--- Start Supplied entries ---
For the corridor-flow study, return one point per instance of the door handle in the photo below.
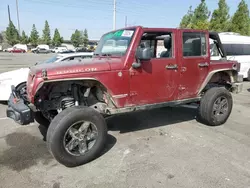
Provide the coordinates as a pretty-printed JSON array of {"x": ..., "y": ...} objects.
[
  {"x": 203, "y": 64},
  {"x": 172, "y": 66}
]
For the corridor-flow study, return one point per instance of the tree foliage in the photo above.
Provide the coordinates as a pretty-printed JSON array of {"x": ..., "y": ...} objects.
[
  {"x": 24, "y": 38},
  {"x": 220, "y": 20},
  {"x": 187, "y": 19},
  {"x": 76, "y": 38},
  {"x": 12, "y": 34},
  {"x": 57, "y": 39},
  {"x": 85, "y": 38},
  {"x": 34, "y": 36},
  {"x": 240, "y": 21},
  {"x": 46, "y": 38},
  {"x": 220, "y": 17},
  {"x": 200, "y": 18}
]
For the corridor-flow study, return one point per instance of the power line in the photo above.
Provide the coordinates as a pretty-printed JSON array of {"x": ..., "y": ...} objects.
[{"x": 114, "y": 15}]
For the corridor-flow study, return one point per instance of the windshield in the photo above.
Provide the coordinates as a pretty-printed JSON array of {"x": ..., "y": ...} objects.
[
  {"x": 50, "y": 60},
  {"x": 115, "y": 43}
]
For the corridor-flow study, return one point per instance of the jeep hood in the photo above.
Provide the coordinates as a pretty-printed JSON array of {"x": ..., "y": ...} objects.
[{"x": 71, "y": 67}]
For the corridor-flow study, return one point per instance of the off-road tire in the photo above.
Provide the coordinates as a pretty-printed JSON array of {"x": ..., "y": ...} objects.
[
  {"x": 60, "y": 124},
  {"x": 205, "y": 110},
  {"x": 40, "y": 119}
]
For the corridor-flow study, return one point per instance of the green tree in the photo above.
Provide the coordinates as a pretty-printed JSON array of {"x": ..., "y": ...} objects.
[
  {"x": 85, "y": 38},
  {"x": 76, "y": 38},
  {"x": 34, "y": 36},
  {"x": 200, "y": 16},
  {"x": 46, "y": 34},
  {"x": 186, "y": 19},
  {"x": 57, "y": 39},
  {"x": 12, "y": 34},
  {"x": 24, "y": 38},
  {"x": 240, "y": 21},
  {"x": 220, "y": 17}
]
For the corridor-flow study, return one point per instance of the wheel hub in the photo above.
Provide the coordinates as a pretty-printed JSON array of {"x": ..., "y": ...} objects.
[
  {"x": 220, "y": 107},
  {"x": 80, "y": 137}
]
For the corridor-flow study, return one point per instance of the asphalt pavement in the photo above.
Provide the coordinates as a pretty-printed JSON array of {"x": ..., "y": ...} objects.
[{"x": 165, "y": 147}]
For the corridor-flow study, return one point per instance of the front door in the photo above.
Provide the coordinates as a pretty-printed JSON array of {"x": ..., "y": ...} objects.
[
  {"x": 157, "y": 79},
  {"x": 195, "y": 62}
]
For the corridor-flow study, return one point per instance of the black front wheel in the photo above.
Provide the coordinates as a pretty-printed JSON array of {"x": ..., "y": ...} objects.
[
  {"x": 215, "y": 106},
  {"x": 76, "y": 136}
]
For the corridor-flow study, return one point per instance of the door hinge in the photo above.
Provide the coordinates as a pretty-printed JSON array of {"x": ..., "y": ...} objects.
[
  {"x": 133, "y": 93},
  {"x": 181, "y": 88},
  {"x": 183, "y": 69}
]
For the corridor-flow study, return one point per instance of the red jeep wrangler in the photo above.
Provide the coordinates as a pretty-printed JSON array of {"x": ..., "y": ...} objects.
[{"x": 134, "y": 68}]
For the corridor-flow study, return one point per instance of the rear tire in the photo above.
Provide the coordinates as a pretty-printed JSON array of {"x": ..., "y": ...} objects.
[
  {"x": 65, "y": 124},
  {"x": 215, "y": 106}
]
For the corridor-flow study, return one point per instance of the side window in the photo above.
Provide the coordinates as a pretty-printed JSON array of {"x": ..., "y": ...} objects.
[
  {"x": 214, "y": 50},
  {"x": 194, "y": 44},
  {"x": 160, "y": 43}
]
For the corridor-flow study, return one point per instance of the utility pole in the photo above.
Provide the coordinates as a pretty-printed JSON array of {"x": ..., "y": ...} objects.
[
  {"x": 18, "y": 17},
  {"x": 125, "y": 21},
  {"x": 9, "y": 12},
  {"x": 114, "y": 15}
]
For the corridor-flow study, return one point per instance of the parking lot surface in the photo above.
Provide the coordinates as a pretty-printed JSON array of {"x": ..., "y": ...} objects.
[{"x": 165, "y": 147}]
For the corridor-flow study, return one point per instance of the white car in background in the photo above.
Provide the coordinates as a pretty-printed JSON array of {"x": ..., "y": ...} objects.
[{"x": 19, "y": 77}]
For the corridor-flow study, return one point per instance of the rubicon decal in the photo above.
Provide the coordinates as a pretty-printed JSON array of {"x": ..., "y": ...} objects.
[{"x": 77, "y": 70}]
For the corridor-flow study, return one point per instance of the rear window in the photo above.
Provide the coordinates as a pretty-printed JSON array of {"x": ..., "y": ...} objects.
[{"x": 237, "y": 49}]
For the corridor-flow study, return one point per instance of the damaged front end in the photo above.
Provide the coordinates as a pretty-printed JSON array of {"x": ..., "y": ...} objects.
[{"x": 18, "y": 108}]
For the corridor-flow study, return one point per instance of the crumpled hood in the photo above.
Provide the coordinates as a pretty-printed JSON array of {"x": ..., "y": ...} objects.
[{"x": 71, "y": 67}]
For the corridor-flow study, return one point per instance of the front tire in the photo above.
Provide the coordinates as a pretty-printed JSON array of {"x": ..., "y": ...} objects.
[
  {"x": 76, "y": 136},
  {"x": 215, "y": 106}
]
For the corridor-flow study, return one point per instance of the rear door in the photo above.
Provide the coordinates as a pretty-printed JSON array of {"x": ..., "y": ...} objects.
[
  {"x": 157, "y": 79},
  {"x": 195, "y": 62}
]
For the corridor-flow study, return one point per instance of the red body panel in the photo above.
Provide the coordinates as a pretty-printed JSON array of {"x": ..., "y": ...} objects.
[{"x": 151, "y": 83}]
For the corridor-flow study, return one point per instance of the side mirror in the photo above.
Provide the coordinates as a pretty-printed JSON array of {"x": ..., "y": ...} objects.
[{"x": 143, "y": 54}]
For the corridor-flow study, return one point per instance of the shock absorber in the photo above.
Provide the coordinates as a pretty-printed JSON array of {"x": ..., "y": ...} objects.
[{"x": 67, "y": 102}]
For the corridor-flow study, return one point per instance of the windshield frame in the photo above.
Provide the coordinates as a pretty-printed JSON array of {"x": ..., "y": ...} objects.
[
  {"x": 50, "y": 60},
  {"x": 119, "y": 34}
]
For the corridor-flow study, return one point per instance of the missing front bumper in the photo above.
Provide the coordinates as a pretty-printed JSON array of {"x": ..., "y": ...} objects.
[{"x": 18, "y": 110}]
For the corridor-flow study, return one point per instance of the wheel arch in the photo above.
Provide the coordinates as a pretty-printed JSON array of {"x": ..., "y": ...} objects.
[
  {"x": 91, "y": 81},
  {"x": 19, "y": 84},
  {"x": 228, "y": 75}
]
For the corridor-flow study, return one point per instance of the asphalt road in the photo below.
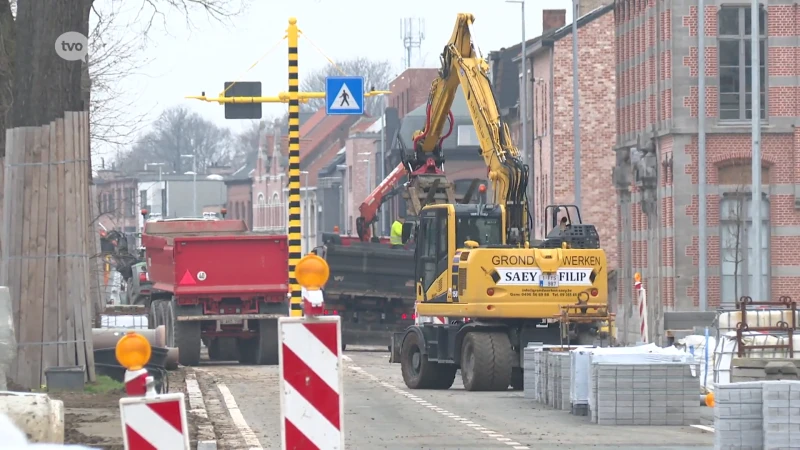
--- End Supplied entries ---
[Set exercise]: Pick out each line of the listing above that contains the word "hood", and reproduce those lines in full.

[Problem solution]:
For the corridor-flow study, return one point per instance of the jeep hood in the photo above.
For the corridor-flow study, return one point per instance of the crumpled hood in the photo above.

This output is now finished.